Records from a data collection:
# # # # # # #
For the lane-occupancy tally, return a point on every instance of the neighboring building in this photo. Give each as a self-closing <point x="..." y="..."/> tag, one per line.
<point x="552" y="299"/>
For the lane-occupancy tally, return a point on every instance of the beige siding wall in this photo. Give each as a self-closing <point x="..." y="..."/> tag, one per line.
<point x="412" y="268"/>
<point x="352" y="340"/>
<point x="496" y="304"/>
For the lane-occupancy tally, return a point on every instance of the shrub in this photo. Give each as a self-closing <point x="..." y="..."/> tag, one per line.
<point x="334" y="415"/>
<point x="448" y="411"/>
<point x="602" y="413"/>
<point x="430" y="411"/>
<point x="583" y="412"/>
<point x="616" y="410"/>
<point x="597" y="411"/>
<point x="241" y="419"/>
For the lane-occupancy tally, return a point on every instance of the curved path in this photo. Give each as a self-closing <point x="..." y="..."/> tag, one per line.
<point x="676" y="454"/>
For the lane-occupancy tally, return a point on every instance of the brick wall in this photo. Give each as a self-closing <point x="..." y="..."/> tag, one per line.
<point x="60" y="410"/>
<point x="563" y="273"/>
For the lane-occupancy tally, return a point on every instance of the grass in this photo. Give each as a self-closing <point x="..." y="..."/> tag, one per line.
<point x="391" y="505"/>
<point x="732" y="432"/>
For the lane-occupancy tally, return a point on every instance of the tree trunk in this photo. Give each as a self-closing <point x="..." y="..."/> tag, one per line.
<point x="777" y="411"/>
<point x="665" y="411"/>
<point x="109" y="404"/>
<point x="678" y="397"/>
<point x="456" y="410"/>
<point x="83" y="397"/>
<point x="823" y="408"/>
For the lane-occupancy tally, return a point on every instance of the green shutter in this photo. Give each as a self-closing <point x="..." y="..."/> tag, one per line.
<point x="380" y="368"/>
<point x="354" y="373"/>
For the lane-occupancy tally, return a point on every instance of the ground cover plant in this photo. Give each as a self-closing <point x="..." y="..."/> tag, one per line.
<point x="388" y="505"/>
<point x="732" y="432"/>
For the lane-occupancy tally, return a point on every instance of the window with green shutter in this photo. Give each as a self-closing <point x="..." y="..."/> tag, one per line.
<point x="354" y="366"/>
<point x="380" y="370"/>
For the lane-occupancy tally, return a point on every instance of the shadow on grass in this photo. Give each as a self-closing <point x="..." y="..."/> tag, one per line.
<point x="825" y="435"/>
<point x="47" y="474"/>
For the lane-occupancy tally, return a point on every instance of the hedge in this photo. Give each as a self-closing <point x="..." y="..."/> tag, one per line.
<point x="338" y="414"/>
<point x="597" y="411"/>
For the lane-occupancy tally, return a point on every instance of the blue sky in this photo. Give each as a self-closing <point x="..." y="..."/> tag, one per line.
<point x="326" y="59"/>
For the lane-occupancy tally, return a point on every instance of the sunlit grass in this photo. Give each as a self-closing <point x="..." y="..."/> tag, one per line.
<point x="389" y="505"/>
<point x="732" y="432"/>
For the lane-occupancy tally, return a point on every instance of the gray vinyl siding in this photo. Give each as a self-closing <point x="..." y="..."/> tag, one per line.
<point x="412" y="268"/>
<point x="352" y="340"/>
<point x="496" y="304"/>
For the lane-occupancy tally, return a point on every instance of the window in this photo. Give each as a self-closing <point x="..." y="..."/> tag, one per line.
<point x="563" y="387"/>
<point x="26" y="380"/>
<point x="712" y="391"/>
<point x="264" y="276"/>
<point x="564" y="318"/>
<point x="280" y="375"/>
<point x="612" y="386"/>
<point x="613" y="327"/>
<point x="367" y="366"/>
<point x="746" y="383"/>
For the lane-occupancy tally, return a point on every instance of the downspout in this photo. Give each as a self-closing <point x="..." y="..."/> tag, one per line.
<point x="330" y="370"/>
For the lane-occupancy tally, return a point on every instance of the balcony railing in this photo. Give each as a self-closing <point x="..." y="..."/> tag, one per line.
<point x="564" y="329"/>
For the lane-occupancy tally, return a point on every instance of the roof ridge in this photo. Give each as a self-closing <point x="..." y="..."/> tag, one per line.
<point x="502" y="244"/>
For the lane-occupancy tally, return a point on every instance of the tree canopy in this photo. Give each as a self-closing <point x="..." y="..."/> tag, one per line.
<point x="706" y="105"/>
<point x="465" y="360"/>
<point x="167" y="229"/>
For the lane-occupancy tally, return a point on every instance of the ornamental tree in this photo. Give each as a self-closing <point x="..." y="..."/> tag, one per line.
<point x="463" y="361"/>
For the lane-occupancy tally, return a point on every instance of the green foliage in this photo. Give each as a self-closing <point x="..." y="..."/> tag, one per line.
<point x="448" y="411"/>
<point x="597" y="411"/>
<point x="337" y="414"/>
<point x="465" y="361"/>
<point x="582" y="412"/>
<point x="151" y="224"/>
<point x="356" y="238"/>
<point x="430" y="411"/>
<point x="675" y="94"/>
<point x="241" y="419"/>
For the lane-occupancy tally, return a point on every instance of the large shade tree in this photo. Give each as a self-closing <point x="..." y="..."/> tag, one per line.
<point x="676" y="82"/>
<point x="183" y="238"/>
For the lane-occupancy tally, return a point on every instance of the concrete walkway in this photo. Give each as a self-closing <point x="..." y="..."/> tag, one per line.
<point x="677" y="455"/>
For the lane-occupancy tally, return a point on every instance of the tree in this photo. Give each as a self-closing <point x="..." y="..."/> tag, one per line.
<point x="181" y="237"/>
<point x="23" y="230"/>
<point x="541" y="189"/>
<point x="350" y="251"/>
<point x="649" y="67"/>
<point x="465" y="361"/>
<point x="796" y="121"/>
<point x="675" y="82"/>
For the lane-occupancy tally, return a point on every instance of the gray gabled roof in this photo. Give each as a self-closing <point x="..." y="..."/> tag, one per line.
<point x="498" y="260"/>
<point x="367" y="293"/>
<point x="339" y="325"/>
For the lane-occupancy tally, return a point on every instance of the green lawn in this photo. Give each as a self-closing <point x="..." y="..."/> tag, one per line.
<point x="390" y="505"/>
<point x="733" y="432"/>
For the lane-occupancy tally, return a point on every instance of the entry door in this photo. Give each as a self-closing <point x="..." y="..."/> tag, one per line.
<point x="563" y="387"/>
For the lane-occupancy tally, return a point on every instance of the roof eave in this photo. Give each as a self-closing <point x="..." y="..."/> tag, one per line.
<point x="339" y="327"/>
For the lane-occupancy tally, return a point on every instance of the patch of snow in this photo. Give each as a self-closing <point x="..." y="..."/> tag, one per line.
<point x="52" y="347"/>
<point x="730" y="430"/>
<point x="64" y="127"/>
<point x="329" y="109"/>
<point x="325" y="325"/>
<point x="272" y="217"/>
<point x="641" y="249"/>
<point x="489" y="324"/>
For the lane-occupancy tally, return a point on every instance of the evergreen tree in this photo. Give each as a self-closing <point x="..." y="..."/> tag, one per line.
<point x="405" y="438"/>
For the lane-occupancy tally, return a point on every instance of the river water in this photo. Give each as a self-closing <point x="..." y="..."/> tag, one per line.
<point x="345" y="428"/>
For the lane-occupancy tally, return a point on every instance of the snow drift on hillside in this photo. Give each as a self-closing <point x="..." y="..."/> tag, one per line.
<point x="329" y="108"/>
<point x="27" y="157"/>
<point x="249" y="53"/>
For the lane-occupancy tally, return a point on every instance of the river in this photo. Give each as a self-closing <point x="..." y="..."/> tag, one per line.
# # # # # # #
_The problem_: Each line of the material should be echoed exactly.

_Right answer_:
For the lane-occupancy tally, return a point on every instance of the neighboring building in this photo. Give each as a self-closing <point x="..." y="..."/> tag, one per line.
<point x="552" y="299"/>
For the lane-occupancy tally, return a point on every instance of the beige siding wall in this photo. Give each as a self-closing <point x="..." y="..."/> tag, one per line.
<point x="412" y="268"/>
<point x="352" y="340"/>
<point x="496" y="304"/>
For the lane-occupancy tally, return a point on every instance of the shrub in this photo. Give each as a self-closing <point x="..." y="..."/> tag, one per line.
<point x="334" y="415"/>
<point x="448" y="411"/>
<point x="602" y="413"/>
<point x="430" y="411"/>
<point x="583" y="412"/>
<point x="616" y="410"/>
<point x="597" y="411"/>
<point x="241" y="419"/>
For the lane-occupancy tally, return a point on every instance of the curved path in this photo. Give each as a self-closing <point x="..." y="..."/> tag, one per line.
<point x="676" y="454"/>
For the lane-occupancy tally, return a point on every instance of the brick wall in this photo. Give each as a self-closing <point x="..." y="..."/> tag, one per line.
<point x="60" y="410"/>
<point x="563" y="273"/>
For the lane-occupancy tally, return a point on every instance of the grass in this photo. Give each as a self-closing <point x="..." y="..."/> tag, one per line.
<point x="391" y="505"/>
<point x="732" y="432"/>
For the lane-occupancy tally, return a point on every instance of the tree trunk in this photo. Give each as a self-closing <point x="..." y="..."/> tag, one per line.
<point x="777" y="411"/>
<point x="665" y="411"/>
<point x="109" y="404"/>
<point x="678" y="397"/>
<point x="456" y="410"/>
<point x="83" y="397"/>
<point x="823" y="408"/>
For the lane-occupancy tally, return a point on every instance of the green shutter in this photo. Give each as a self-closing <point x="..." y="..."/> tag, one per line.
<point x="380" y="368"/>
<point x="354" y="373"/>
For the lane-occupancy tally, return a point on every instance of the ground cover plant in this photo. Give each as a self-closing <point x="..." y="..."/> tag, one per line.
<point x="388" y="505"/>
<point x="732" y="432"/>
For the lane-occupancy tally, return a point on every instance of the window with green shutter in this photo. Give each as a self-closing <point x="..." y="..."/> tag, one per line.
<point x="354" y="366"/>
<point x="380" y="370"/>
For the lane-occupancy tally, return a point on every instance of the shadow on grass in this photo. Give each as a self-closing <point x="..." y="..."/> tag, one per line.
<point x="825" y="435"/>
<point x="47" y="474"/>
For the lane-occupancy tally, return a point on every instance of the hedge in this photo. Give each as a self-closing <point x="..." y="..."/> tag, one per line.
<point x="338" y="414"/>
<point x="597" y="411"/>
For the lane-occupancy tally, return a point on every instance of the blue sky in this photo. Give each as a self-closing <point x="..." y="..."/> tag, one per line.
<point x="326" y="59"/>
For the lane-occupancy tally, return a point on every instance of the sunlit grass in this photo. Give each as a self-closing <point x="..." y="..."/> tag, one per line.
<point x="389" y="505"/>
<point x="732" y="432"/>
For the lane-occupancy tally, return a point on every instance of the gray vinyl siding in this photo. Give each as a self-closing <point x="..." y="..."/> tag, one per line.
<point x="412" y="268"/>
<point x="352" y="340"/>
<point x="496" y="304"/>
For the lane-occupancy tally, return a point on every instance of the window in this photo. Give each as a self-closing <point x="..." y="..."/> tag, one per line.
<point x="563" y="387"/>
<point x="26" y="380"/>
<point x="712" y="391"/>
<point x="264" y="276"/>
<point x="564" y="318"/>
<point x="280" y="375"/>
<point x="612" y="386"/>
<point x="613" y="327"/>
<point x="367" y="366"/>
<point x="746" y="383"/>
For the lane-occupancy tally, return a point on every instance of the downspout in this photo. Give each as a self-closing <point x="..." y="..."/> tag, one per line.
<point x="330" y="370"/>
For the lane-occupancy tally, return a point on every instance of the balcony railing in this photo. Give each as a self-closing <point x="..." y="..."/> tag, one per line.
<point x="564" y="329"/>
For the lane-occupancy tally, return a point on every instance of the roof ridge in this photo. Give each as a self-closing <point x="..." y="..."/> tag, one per line.
<point x="502" y="244"/>
For the lane-occupancy tally, return a point on every instance of the tree canopy in this photo. Give each as a self-closing <point x="..." y="..."/> tag, one per line.
<point x="706" y="105"/>
<point x="465" y="360"/>
<point x="167" y="229"/>
For the lane-occupancy tally, return a point on every instance of the ornamental tree in this photo. Give each as a self-closing <point x="..." y="..."/> tag, one per line.
<point x="463" y="361"/>
For the lane-occupancy tally, return a point on every instance of the green foliage in this photo. Give each as a self-closing <point x="..." y="..."/> tag, one per line.
<point x="448" y="411"/>
<point x="597" y="411"/>
<point x="337" y="414"/>
<point x="465" y="361"/>
<point x="582" y="412"/>
<point x="151" y="224"/>
<point x="356" y="238"/>
<point x="430" y="411"/>
<point x="675" y="94"/>
<point x="241" y="419"/>
For the lane-occupancy tally, return a point on every instance of the large shade tree in this photo. Give each as a self-closing <point x="..." y="..."/> tag, one per line.
<point x="676" y="82"/>
<point x="183" y="238"/>
For the lane-occupancy tally, return a point on every instance of the concrete walkway in this photo. Give each as a self-closing <point x="..." y="..."/> tag, one per line.
<point x="677" y="455"/>
For the lane-occupancy tally, return a point on every instance of the tree in this photo. Give each as a self-closing <point x="..." y="..."/> tag, one per line.
<point x="181" y="237"/>
<point x="23" y="230"/>
<point x="541" y="189"/>
<point x="350" y="251"/>
<point x="649" y="67"/>
<point x="465" y="361"/>
<point x="796" y="121"/>
<point x="675" y="82"/>
For the lane-occupancy tally, return a point on every instance of the gray gabled roof in this photo. Give each as a self-closing <point x="..." y="..."/> tag, one per line.
<point x="498" y="260"/>
<point x="367" y="293"/>
<point x="339" y="325"/>
For the lane-occupancy tally, return a point on every instance of the green lawn in this photo. Give each as a self-closing <point x="..." y="..."/> tag, one per line.
<point x="390" y="505"/>
<point x="733" y="432"/>
For the lane-occupancy tally, return a point on every instance of the entry door in this photo. Give each as a self-closing <point x="..." y="..."/> tag, one per line.
<point x="563" y="387"/>
For the lane-occupancy tally, return a point on every instance of the roof eave in this photo. Give each as a self-closing <point x="..." y="..."/> tag, one per line.
<point x="339" y="327"/>
For the lane-occupancy tally, return a point on every instance of the patch of snow in this photo. Give each as a self-closing <point x="..." y="..."/> tag, one per line.
<point x="52" y="347"/>
<point x="730" y="430"/>
<point x="64" y="127"/>
<point x="329" y="109"/>
<point x="325" y="325"/>
<point x="272" y="217"/>
<point x="641" y="249"/>
<point x="489" y="324"/>
For the lane-occupancy tally, return a point on every instance of the evergreen tree in this photo. Give each as a self-closing <point x="..." y="..."/> tag, one per line.
<point x="405" y="438"/>
For the lane-occupancy tally, return a point on every instance of the river water in this photo. Give each as a self-closing <point x="..." y="..."/> tag, one per line.
<point x="345" y="428"/>
For the lane-occupancy tally, return a point on every instance of the snow drift on hillside in this photo. Give each as a self-closing <point x="..." y="..."/> tag, one per line.
<point x="329" y="108"/>
<point x="27" y="157"/>
<point x="249" y="53"/>
For the lane-occupancy tally, return a point on every instance of the river in this photo. Give each as a self-closing <point x="..." y="..."/> tag, one per line.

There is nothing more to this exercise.